Kapıların Dışında



WOLFGANG BORCHERT'İN 26 YAŞINDA YAZDIĞI VE ÖLÜMÜNDEN BİR GÜN SONRA SAHNELENEN OYUN; YIKICI, ZORLAYICI, SERT, İÇ ACITICI OLDUĞU KADAR ŞİİRSEL VE DIŞAVURUMCU BİR METİN AYNI ZAMANDA.


Çalışmalarına 2012 yılının ikinci yarısında başlayan Yolcu Tiyatro, Mart ayından bu yana Wolfgang Borchert’in “Kapıların Dışında” isimli oyununu sahneliyor.

1946 yılında yıkım edebiyatının öncülerinden, Nasyonal Sosyalizm ve savaş karşıtı görüşlere sahip Wolfgang Borchert tarafından 1 hafta gibi kısa bir sürede kaleme alınan ve yazarı tarafından “ hiçbir tiyatronun oynamak, hiçbir seyircinin görmek istemediği eser” olarak nitelendirilen oyun; ikinci dünya savaşı sonrasında Almanya’ya, evine, dönen Çavuş Beckman'ın kendi ülkesinde, kendi şehrinde istenmeyen bir yabancı gibi karşılanmasını, rahatsızlık yaratmasını ve alelade bir dilenci gibi görmezden gelinerek "Kapıların Dışında" bırakılmasını konu alıyor.

Cenk Dost VERDİ, Müzeyyen DURGUN, Yasemin ERTORUN ve Ersin Umut GÜLER rol aldığı oyunun yönetmenliğini ise Ersin Umut GÜLER üstleniyor.

Bir Savaşın Toplumsal Anatomisi
Nazi Almanya'sının zorla asker ettiği ve cepheye savaşmaya gönderdiği Wolfgang Borchert'in gerek savaş sırasında gerek savaştan sonra yaşadığı yıkımı yansıtan ve faşist sistemi sorgulamak yerine geçmişini reddeden Alman toplumunu eleştiren oyun; savaşların, insanlar ve toplumlar üzerinde yarattığı travmaları çarpıcı bir üslupla anlatıyor:
Çavuş Beckman'ı "Eş"i içeri kabul etmiyor, "Elbe Nehri" dışarı atıyor, "Umut"u terk ediyor, "Ölüm" dahi yanına yaklaşmak istemiyor. Beckman lanetiyle birlikte ortada kalıyor. Onu yalnız bırakmayan tek kişi ise sakat kalmasına sebebiyet verdiği tek bacaklı askerin hayaleti oluyor. Beckman'ın gözlüğü,kıyafetleri ve ilginç saç traşı savaşı unutan hatta hiç yaşanmamış gibi bir daha bağlantı kurmak istemeyen insanlar için garip ve aptalca bir görüntüden başka hiçbir anlam ifade etmiyor.

**Veri Alıntıları**
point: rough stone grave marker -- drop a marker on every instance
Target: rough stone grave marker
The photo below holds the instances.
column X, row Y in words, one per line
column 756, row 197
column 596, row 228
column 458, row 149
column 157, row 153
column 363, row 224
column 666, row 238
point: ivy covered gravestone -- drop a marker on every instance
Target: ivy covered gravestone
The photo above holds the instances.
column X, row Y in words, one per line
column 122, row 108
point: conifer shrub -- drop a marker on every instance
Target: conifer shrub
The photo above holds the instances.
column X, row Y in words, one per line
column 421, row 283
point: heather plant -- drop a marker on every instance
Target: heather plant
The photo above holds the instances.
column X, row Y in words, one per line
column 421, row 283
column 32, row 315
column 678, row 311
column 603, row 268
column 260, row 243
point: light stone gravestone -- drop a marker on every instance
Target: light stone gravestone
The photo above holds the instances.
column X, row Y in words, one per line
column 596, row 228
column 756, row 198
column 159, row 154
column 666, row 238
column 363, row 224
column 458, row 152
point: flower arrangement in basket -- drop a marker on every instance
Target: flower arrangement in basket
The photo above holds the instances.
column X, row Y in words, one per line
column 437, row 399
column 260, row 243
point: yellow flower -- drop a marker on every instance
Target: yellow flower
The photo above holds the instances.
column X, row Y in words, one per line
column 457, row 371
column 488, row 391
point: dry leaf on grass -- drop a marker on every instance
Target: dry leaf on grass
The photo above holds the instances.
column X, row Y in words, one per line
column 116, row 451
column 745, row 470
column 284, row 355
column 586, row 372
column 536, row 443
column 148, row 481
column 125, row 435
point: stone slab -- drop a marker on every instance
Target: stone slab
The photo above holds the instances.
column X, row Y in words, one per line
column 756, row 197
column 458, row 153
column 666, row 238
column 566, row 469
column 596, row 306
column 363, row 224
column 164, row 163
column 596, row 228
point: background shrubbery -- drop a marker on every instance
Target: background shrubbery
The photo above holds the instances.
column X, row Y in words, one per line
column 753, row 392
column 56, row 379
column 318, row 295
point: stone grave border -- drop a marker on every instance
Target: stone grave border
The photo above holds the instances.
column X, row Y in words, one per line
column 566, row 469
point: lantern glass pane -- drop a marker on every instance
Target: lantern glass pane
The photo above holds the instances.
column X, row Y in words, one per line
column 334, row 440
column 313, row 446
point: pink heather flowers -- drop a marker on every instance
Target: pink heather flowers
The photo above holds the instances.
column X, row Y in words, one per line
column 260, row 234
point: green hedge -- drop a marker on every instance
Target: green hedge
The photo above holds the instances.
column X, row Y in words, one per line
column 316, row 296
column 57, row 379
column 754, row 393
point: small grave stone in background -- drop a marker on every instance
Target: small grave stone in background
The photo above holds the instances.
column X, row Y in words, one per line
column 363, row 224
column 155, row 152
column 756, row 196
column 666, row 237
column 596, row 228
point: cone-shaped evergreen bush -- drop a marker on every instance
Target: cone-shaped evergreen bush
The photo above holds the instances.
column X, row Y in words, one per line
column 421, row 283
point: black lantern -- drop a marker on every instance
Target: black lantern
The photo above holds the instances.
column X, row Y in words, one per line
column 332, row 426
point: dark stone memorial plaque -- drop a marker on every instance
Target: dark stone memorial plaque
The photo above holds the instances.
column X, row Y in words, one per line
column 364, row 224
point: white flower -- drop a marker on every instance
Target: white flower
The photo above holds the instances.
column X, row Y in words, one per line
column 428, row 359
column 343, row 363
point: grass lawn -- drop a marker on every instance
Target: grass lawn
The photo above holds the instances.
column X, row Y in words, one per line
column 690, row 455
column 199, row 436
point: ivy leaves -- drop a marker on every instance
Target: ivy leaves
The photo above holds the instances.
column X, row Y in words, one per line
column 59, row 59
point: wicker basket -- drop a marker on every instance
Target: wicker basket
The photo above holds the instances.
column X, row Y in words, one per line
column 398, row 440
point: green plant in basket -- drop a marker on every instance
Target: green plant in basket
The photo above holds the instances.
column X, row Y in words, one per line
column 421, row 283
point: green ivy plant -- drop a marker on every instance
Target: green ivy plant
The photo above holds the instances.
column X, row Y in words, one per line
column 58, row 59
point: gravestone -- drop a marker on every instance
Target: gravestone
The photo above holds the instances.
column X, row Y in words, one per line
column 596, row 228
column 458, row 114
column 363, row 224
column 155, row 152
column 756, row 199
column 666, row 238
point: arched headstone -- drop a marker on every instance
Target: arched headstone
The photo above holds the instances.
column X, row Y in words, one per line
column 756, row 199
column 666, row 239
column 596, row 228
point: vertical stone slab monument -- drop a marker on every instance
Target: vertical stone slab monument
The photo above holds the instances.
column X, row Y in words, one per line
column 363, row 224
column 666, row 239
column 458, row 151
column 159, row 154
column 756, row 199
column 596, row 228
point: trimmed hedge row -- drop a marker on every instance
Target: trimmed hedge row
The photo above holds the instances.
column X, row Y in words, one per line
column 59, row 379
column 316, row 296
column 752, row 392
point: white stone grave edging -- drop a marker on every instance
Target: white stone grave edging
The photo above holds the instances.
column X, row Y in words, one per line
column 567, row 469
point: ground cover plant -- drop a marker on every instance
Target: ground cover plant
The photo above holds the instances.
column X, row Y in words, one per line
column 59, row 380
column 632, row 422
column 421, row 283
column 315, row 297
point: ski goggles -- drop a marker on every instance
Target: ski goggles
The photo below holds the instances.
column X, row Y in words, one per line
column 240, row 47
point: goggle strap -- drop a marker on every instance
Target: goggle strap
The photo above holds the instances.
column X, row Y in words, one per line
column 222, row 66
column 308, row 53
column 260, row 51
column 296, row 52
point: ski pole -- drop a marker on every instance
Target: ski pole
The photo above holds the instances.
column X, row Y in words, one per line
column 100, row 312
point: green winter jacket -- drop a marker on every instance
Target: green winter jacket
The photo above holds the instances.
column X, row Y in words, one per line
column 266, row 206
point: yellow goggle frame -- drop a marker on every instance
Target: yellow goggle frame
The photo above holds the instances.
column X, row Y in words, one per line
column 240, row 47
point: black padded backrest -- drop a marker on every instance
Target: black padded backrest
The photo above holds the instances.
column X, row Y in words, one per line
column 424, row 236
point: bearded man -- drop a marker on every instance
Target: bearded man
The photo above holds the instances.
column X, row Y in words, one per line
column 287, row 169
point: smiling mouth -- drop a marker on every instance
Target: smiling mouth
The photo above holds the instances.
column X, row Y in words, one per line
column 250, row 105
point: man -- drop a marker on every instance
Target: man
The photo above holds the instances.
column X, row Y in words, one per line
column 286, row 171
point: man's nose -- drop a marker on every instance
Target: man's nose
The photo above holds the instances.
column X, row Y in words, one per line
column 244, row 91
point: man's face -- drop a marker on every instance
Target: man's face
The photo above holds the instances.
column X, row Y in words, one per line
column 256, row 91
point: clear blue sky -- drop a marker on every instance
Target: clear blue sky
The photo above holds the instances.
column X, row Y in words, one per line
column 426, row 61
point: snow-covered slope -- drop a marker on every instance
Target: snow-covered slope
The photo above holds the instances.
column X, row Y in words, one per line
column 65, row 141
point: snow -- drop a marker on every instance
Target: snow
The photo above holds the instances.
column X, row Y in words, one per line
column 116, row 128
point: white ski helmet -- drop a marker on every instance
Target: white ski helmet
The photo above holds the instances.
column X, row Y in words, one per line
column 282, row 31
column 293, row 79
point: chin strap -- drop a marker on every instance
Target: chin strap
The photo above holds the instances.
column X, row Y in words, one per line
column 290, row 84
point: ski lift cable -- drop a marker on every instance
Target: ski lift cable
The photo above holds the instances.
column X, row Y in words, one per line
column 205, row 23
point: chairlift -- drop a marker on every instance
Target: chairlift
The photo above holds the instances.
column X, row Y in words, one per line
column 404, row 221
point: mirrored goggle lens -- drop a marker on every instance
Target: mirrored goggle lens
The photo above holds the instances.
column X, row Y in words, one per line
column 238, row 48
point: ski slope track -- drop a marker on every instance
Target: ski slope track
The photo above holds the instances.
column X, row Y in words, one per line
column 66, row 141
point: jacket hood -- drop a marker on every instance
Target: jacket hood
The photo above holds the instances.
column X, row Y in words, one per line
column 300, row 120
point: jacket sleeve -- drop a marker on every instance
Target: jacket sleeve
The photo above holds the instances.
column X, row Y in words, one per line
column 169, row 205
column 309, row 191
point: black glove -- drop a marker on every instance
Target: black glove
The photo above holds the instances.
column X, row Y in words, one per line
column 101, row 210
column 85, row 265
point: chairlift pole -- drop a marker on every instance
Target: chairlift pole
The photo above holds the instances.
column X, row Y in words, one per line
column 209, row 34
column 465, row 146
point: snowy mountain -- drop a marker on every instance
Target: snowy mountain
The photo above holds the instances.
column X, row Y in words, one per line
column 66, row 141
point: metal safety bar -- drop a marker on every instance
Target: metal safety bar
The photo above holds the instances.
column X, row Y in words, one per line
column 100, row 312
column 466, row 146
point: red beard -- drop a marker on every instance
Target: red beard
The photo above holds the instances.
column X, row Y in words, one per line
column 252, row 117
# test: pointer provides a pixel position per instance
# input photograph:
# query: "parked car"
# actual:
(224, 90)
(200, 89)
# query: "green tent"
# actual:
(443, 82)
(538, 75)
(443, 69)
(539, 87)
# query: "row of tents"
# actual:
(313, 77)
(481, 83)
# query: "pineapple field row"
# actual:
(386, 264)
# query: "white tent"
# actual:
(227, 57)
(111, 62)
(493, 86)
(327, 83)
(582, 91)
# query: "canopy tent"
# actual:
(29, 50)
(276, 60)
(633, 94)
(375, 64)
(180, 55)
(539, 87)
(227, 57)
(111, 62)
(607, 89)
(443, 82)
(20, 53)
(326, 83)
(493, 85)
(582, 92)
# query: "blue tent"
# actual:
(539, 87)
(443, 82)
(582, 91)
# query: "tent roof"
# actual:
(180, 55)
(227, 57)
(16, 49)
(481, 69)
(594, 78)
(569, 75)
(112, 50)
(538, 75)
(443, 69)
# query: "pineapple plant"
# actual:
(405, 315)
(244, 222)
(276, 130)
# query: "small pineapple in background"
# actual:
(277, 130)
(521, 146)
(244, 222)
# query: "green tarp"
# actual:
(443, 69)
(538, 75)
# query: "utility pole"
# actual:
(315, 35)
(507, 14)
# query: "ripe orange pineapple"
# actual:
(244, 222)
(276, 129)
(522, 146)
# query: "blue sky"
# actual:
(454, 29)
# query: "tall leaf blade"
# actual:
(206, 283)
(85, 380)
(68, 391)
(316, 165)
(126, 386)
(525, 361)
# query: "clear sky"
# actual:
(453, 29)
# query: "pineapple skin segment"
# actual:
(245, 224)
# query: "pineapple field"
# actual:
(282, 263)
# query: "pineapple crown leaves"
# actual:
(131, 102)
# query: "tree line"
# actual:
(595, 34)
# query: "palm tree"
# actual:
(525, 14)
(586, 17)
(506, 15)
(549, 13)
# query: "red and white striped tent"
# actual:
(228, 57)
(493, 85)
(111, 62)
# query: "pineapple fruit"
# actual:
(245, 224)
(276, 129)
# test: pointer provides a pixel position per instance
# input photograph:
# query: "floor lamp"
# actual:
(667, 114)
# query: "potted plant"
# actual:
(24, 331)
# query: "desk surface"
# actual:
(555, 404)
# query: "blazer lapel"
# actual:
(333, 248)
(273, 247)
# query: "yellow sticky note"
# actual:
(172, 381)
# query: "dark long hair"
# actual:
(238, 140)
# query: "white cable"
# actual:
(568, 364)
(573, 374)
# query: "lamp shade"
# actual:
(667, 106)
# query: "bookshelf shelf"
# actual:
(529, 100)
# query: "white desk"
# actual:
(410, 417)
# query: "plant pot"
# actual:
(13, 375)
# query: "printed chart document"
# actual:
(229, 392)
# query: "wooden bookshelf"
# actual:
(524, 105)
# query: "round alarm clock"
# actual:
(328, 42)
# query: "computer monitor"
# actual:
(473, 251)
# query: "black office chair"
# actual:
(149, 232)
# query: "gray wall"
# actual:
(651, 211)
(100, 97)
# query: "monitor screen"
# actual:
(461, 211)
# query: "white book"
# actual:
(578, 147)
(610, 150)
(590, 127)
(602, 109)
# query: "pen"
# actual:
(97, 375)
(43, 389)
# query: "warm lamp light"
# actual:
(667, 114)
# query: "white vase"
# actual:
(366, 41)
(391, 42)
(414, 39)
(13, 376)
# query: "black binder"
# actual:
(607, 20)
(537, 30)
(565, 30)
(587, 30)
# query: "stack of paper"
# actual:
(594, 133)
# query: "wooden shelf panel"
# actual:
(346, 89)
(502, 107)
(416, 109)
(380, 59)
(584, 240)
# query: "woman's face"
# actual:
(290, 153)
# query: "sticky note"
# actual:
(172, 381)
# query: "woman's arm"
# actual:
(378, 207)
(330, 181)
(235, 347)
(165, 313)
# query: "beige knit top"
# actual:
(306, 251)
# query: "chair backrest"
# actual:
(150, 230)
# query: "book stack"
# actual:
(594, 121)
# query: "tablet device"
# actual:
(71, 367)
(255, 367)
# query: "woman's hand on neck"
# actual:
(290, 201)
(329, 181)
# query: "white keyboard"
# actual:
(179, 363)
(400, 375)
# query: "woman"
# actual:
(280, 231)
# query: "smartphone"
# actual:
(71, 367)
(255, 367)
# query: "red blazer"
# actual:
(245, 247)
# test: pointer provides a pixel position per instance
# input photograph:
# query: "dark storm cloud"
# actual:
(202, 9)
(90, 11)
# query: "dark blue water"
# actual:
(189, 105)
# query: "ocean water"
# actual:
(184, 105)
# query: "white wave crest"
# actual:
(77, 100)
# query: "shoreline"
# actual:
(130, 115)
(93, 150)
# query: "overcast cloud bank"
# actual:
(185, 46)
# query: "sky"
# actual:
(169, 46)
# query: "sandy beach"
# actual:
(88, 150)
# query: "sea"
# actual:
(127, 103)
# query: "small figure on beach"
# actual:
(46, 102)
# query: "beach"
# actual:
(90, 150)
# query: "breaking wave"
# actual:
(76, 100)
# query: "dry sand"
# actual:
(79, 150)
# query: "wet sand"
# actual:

**Görevler**
**1)** Kapıların Dışında oyunu hakkındaki metne göre oyunda hangi oyuncular rol alıyor?
**2)** Kapıların Dışında oyunu hakkındaki metinde "Çalışmalarına 2012 yılının" ile "isimli oyununu sahneliyor." arasındaki bölümü, bu iki ifade de dahil olmak üzere değiştirmeden verir misin?

**Görev Yanıtları**
**1)** Cenk Dost VERDİ, Müzeyyen DURGUN, Yasemin ERTORUN, Ersin Umut GÜLER

**2)**
Çalışmalarına 2012 yılının ikinci yarısında başlayan Yolcu Tiyatro, Mart ayından bu yana Wolfgang Borchert’in “Kapıların Dışında” isimli oyununu sahneliyor.